- **Problem requirements**: Each entry below must be repeated word for word.

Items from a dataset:
┄┄┄┄┄┄┄┄┄┄

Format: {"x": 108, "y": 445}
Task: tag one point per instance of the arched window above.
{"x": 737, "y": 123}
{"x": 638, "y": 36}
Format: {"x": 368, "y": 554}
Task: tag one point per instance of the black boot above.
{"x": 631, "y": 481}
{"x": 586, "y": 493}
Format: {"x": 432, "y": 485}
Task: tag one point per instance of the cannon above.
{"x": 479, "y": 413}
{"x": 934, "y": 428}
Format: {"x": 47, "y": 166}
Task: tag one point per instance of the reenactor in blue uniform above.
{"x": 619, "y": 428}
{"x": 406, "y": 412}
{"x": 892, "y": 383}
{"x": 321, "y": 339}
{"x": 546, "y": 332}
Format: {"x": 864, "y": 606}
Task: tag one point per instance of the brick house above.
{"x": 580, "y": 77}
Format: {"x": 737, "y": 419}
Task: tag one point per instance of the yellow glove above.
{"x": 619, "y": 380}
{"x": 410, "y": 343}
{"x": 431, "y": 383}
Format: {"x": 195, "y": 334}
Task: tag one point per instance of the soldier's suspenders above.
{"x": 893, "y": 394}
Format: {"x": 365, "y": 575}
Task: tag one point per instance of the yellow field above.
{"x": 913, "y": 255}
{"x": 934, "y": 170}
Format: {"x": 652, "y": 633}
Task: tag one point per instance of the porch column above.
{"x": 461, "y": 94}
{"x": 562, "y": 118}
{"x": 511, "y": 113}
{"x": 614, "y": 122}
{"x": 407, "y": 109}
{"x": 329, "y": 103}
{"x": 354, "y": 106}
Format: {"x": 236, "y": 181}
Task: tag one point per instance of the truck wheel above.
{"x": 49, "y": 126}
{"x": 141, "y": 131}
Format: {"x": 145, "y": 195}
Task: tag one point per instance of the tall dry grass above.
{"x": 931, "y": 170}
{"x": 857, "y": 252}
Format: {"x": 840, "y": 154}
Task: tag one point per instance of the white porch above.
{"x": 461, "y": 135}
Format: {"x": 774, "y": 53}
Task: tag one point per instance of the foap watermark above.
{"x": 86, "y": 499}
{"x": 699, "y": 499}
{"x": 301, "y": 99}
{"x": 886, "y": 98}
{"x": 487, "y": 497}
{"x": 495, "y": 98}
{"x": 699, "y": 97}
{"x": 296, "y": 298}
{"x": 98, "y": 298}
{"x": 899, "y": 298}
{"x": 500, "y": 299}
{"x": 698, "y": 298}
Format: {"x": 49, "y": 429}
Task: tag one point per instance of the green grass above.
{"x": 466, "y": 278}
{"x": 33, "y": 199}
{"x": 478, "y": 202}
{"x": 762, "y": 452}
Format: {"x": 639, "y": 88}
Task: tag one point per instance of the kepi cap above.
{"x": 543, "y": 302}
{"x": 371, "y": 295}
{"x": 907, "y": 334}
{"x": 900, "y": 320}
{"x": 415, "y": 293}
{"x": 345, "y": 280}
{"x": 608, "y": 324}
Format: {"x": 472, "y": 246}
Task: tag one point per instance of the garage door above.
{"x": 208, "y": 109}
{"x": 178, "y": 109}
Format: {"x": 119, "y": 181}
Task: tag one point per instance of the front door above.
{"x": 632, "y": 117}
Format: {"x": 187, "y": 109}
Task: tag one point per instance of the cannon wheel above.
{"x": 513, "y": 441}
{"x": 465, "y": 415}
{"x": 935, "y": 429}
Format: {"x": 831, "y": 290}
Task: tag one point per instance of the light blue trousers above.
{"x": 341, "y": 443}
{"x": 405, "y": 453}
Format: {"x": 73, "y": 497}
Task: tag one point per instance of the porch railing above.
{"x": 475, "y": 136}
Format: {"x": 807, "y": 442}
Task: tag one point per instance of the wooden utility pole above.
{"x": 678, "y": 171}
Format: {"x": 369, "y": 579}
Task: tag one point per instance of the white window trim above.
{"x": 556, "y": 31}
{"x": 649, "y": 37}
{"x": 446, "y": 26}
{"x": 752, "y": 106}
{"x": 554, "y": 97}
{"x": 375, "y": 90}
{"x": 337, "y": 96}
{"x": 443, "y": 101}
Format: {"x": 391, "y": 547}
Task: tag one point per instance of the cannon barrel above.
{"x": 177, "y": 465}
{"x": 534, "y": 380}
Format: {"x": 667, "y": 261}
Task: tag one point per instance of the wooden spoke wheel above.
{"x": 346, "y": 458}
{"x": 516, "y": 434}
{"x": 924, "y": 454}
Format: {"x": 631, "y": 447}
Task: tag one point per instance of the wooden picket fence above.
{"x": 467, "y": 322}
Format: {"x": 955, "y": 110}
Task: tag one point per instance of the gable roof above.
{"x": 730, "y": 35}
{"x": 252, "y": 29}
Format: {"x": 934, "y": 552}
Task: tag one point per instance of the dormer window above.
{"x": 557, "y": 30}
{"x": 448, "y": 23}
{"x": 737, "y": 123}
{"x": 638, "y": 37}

┄┄┄┄┄┄┄┄┄┄

- **Result**:
Format: {"x": 108, "y": 445}
Task: tag one point per instance of the arched window above.
{"x": 737, "y": 123}
{"x": 638, "y": 36}
Format: {"x": 368, "y": 554}
Task: tag one point per instance of the black boot above.
{"x": 631, "y": 481}
{"x": 586, "y": 493}
Format: {"x": 432, "y": 485}
Task: tag one point per instance of the cannon above.
{"x": 479, "y": 413}
{"x": 934, "y": 428}
Format: {"x": 47, "y": 166}
Task: tag one point per instance of the reenactor in blue uniform above.
{"x": 619, "y": 428}
{"x": 406, "y": 412}
{"x": 892, "y": 383}
{"x": 321, "y": 339}
{"x": 546, "y": 332}
Format: {"x": 864, "y": 606}
Task: tag one point per instance of the brick house above.
{"x": 580, "y": 77}
Format: {"x": 737, "y": 419}
Task: tag one point per instance of the yellow glove above.
{"x": 619, "y": 380}
{"x": 410, "y": 343}
{"x": 431, "y": 383}
Format: {"x": 195, "y": 334}
Task: tag one point per instance of the soldier's suspenders above.
{"x": 893, "y": 394}
Format: {"x": 365, "y": 575}
Task: tag one point per instance of the yellow field above.
{"x": 913, "y": 255}
{"x": 934, "y": 170}
Format: {"x": 652, "y": 633}
Task: tag one point per instance of the porch column above.
{"x": 461, "y": 94}
{"x": 562, "y": 118}
{"x": 511, "y": 113}
{"x": 614, "y": 122}
{"x": 407, "y": 109}
{"x": 329, "y": 103}
{"x": 354, "y": 106}
Format: {"x": 236, "y": 181}
Task: tag one point per instance of the truck wheel above.
{"x": 49, "y": 126}
{"x": 141, "y": 131}
Format: {"x": 145, "y": 195}
Task: tag one point per instance of the tall dry grass above.
{"x": 931, "y": 170}
{"x": 857, "y": 252}
Format: {"x": 840, "y": 154}
Task: tag one point per instance of the white porch above.
{"x": 461, "y": 135}
Format: {"x": 774, "y": 53}
Task: tag one point per instance of the foap watermark above.
{"x": 86, "y": 499}
{"x": 699, "y": 499}
{"x": 301, "y": 99}
{"x": 886, "y": 98}
{"x": 487, "y": 497}
{"x": 495, "y": 98}
{"x": 699, "y": 97}
{"x": 296, "y": 298}
{"x": 98, "y": 298}
{"x": 899, "y": 298}
{"x": 500, "y": 299}
{"x": 698, "y": 298}
Format: {"x": 49, "y": 429}
Task: tag one point per instance of the green grass above.
{"x": 466, "y": 278}
{"x": 33, "y": 199}
{"x": 478, "y": 202}
{"x": 762, "y": 452}
Format: {"x": 639, "y": 88}
Task: tag one point per instance of the kepi cap above.
{"x": 543, "y": 302}
{"x": 371, "y": 295}
{"x": 907, "y": 334}
{"x": 900, "y": 320}
{"x": 415, "y": 293}
{"x": 345, "y": 280}
{"x": 608, "y": 324}
Format: {"x": 472, "y": 246}
Task: tag one point per instance of the garage door above.
{"x": 208, "y": 109}
{"x": 178, "y": 109}
Format: {"x": 119, "y": 181}
Task: tag one point per instance of the front door above.
{"x": 632, "y": 117}
Format: {"x": 187, "y": 109}
Task: tag one point per instance of the cannon wheel above.
{"x": 513, "y": 441}
{"x": 465, "y": 415}
{"x": 935, "y": 429}
Format: {"x": 831, "y": 290}
Task: tag one point per instance of the light blue trousers above.
{"x": 341, "y": 443}
{"x": 405, "y": 453}
Format: {"x": 73, "y": 497}
Task: tag one point per instance of the porch railing above.
{"x": 475, "y": 136}
Format: {"x": 807, "y": 442}
Task: tag one point per instance of the wooden utility pole above.
{"x": 678, "y": 171}
Format: {"x": 369, "y": 579}
Task: tag one point per instance of the white window trim above.
{"x": 556, "y": 31}
{"x": 649, "y": 37}
{"x": 446, "y": 26}
{"x": 752, "y": 106}
{"x": 554, "y": 97}
{"x": 375, "y": 90}
{"x": 337, "y": 96}
{"x": 443, "y": 101}
Format: {"x": 391, "y": 547}
Task: tag one point per instance of the cannon barrel above.
{"x": 177, "y": 465}
{"x": 534, "y": 380}
Format: {"x": 667, "y": 261}
Task: tag one point per instance of the wooden spoke wheel above.
{"x": 346, "y": 458}
{"x": 516, "y": 434}
{"x": 924, "y": 454}
Format: {"x": 631, "y": 447}
Task: tag one point per instance of the wooden picket fence above.
{"x": 467, "y": 322}
Format: {"x": 955, "y": 110}
Task: tag one point per instance of the gable roof above.
{"x": 730, "y": 35}
{"x": 252, "y": 29}
Format: {"x": 934, "y": 552}
Task: tag one point per instance of the dormer window above.
{"x": 557, "y": 30}
{"x": 448, "y": 23}
{"x": 737, "y": 123}
{"x": 638, "y": 37}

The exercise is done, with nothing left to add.